[Your assignment]
Repeat the entries below in full, with every character unchanged.

Stored entries:
---+---

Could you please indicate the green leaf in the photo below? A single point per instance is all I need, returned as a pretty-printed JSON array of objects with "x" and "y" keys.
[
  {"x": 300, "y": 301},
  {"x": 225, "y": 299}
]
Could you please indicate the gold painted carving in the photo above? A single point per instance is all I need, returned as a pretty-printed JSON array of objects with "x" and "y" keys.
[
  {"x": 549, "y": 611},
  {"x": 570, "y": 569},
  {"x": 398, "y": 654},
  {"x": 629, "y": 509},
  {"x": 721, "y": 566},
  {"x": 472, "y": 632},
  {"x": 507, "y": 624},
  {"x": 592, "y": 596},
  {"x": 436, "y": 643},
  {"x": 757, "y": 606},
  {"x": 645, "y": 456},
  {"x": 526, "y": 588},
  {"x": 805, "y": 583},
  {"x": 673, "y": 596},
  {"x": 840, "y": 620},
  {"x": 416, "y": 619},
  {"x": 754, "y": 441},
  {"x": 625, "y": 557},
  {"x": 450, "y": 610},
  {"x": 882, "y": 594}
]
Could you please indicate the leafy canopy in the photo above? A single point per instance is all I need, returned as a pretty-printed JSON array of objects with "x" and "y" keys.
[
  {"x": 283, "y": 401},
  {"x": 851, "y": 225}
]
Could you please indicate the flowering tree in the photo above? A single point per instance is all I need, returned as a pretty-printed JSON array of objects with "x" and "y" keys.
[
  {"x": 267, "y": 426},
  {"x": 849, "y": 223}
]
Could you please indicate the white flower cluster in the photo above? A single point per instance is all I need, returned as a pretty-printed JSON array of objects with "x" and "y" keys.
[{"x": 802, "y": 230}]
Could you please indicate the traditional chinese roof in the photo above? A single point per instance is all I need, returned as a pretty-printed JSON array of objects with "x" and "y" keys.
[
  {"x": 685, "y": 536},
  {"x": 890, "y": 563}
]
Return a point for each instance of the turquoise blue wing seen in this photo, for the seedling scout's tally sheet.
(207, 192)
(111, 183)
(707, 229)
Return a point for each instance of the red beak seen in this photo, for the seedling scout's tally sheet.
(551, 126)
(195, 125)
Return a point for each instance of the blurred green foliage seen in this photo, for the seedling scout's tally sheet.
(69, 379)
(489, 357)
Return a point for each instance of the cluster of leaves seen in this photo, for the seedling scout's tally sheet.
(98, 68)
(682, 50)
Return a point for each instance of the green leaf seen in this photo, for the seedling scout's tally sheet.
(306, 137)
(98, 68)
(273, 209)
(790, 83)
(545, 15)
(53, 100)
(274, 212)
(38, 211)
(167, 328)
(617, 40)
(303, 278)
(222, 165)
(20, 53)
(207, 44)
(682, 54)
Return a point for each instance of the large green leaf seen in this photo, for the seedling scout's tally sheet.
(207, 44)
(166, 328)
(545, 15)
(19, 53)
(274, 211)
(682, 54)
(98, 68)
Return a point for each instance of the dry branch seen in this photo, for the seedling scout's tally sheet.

---+---

[Task response]
Could you please indicate the green leaf in the photo below? A single point per instance is all I need, returned as a pretty-printed JSON array of objects with "x" and "y" keys.
[
  {"x": 300, "y": 301},
  {"x": 225, "y": 299}
]
Could you please indicate the gold painted carving in the photo above? A single point per instance is all I need, returned as a pretty-printed JSON array of objects with "x" and "y" keys.
[
  {"x": 549, "y": 611},
  {"x": 570, "y": 569},
  {"x": 398, "y": 654},
  {"x": 629, "y": 509},
  {"x": 721, "y": 566},
  {"x": 472, "y": 632},
  {"x": 507, "y": 624},
  {"x": 592, "y": 596},
  {"x": 436, "y": 643},
  {"x": 757, "y": 606},
  {"x": 645, "y": 456},
  {"x": 526, "y": 588},
  {"x": 805, "y": 583},
  {"x": 673, "y": 596},
  {"x": 840, "y": 620},
  {"x": 416, "y": 619},
  {"x": 754, "y": 441},
  {"x": 625, "y": 557},
  {"x": 450, "y": 610},
  {"x": 882, "y": 594}
]
Could you please indicate the leafy canopy in the photo above? A single point per instance is all I need, returned as a pretty-printed JSON array of objects with "x" and "y" keys.
[
  {"x": 283, "y": 401},
  {"x": 851, "y": 225}
]
Could you please indicate the flowering tree in the photo above? A single point per instance is all I need, returned as a pretty-printed JSON array of objects with "x" and "y" keys.
[
  {"x": 267, "y": 426},
  {"x": 849, "y": 223}
]
Could you please indicate the white flower cluster in the photo above? A single point per instance is all I need, returned as a pretty-printed JSON array of objects with "x" and "y" keys.
[{"x": 802, "y": 230}]
Could you please indicate the traditional chinese roof in the photo above? A single point per instance is all I need, returned as a pretty-printed JSON array of objects with "x" and "y" keys.
[
  {"x": 685, "y": 536},
  {"x": 890, "y": 563}
]
Return a point for each instance of the turquoise blue wing seen in this photo, for the seedling scout's tally sheet.
(207, 192)
(111, 183)
(707, 229)
Return a point for each instance of the red beak seen in this photo, for the seedling scout's tally sheet.
(551, 126)
(195, 125)
Return a point for each instance of the blurred green foliage seen in this photo, for the seedling scout's tally sheet.
(69, 379)
(489, 357)
Return a point for each instance of the cluster of leaves seen in this photo, for the seedling scout's tally sheet.
(98, 68)
(682, 50)
Return a point for each instance of the green leaf seen in this photo, for the seedling scout's tally sheet.
(306, 137)
(98, 68)
(273, 209)
(790, 83)
(545, 15)
(53, 100)
(274, 212)
(38, 211)
(167, 328)
(617, 40)
(303, 278)
(222, 165)
(20, 53)
(207, 44)
(682, 54)
Return a point for each instance of the large green leaf seen in this photo, for the seedling scout's tally sheet.
(207, 44)
(166, 328)
(545, 15)
(19, 53)
(274, 211)
(682, 54)
(98, 68)
Return a point for each instance of the dry branch seen in this photo, for the seedling scout's tally sheet.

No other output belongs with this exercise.